Data entries:
- - -

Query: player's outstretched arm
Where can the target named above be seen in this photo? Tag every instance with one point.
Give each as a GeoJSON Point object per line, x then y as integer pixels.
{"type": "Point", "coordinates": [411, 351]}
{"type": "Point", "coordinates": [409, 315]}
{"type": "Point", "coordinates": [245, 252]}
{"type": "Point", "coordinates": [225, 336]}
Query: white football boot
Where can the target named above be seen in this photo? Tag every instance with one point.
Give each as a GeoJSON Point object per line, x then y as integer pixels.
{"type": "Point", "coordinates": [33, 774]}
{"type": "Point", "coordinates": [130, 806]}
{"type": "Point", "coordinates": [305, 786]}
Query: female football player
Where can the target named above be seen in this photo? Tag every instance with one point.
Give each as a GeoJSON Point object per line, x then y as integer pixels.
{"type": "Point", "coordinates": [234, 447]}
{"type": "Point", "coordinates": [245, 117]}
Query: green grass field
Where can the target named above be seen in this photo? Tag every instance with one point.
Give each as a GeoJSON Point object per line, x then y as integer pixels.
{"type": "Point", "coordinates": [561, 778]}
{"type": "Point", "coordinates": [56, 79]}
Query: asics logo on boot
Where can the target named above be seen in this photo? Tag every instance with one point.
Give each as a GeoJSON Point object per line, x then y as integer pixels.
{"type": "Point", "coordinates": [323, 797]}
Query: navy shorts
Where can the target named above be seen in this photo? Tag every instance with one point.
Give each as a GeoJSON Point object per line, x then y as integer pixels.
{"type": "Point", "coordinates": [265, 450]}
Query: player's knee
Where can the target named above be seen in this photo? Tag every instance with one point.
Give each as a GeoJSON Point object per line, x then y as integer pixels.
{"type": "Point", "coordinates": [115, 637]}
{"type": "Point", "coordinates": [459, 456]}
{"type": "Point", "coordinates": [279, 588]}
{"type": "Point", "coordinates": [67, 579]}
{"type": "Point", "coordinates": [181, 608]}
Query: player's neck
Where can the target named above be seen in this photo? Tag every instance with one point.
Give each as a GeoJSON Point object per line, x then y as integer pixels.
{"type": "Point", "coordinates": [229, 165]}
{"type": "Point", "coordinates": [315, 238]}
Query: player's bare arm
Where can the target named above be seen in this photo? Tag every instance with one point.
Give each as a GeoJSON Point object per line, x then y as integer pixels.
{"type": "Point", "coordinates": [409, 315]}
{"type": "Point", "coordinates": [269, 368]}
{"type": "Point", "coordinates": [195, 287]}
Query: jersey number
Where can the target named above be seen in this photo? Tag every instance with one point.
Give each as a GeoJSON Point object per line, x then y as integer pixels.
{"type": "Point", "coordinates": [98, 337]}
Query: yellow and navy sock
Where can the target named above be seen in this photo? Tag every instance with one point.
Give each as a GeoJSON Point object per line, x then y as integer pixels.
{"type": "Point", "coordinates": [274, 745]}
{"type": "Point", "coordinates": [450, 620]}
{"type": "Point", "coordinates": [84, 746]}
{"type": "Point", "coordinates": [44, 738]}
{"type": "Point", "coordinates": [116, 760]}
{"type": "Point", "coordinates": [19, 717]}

- - -

#### YOUR GOAL
Rewrite the rows from the line containing "Query: player's bare arm" through the end of the rows, keeping every request line, and raise each coordinate in the answers by 14.

#### RESPONSE TO THE TASK
Query: player's bare arm
Where can the target named above be seen in this photo? Tag every instance with one point.
Give each as a GeoJSON Point object per line, x then y as integer pixels.
{"type": "Point", "coordinates": [423, 329]}
{"type": "Point", "coordinates": [283, 382]}
{"type": "Point", "coordinates": [209, 301]}
Query: jersey number
Where can the target named above be seen in this photo? Tag every instance with one point.
Give each as a GeoJSON Point object per line, x then y as integer pixels.
{"type": "Point", "coordinates": [112, 351]}
Query: yellow and navy sock
Where can the target named above be seen in this photo? Tag every instance with one point.
Give each as a GeoJSON Point object per line, x then y as integer pixels.
{"type": "Point", "coordinates": [288, 759]}
{"type": "Point", "coordinates": [464, 634]}
{"type": "Point", "coordinates": [98, 760]}
{"type": "Point", "coordinates": [58, 752]}
{"type": "Point", "coordinates": [130, 774]}
{"type": "Point", "coordinates": [33, 731]}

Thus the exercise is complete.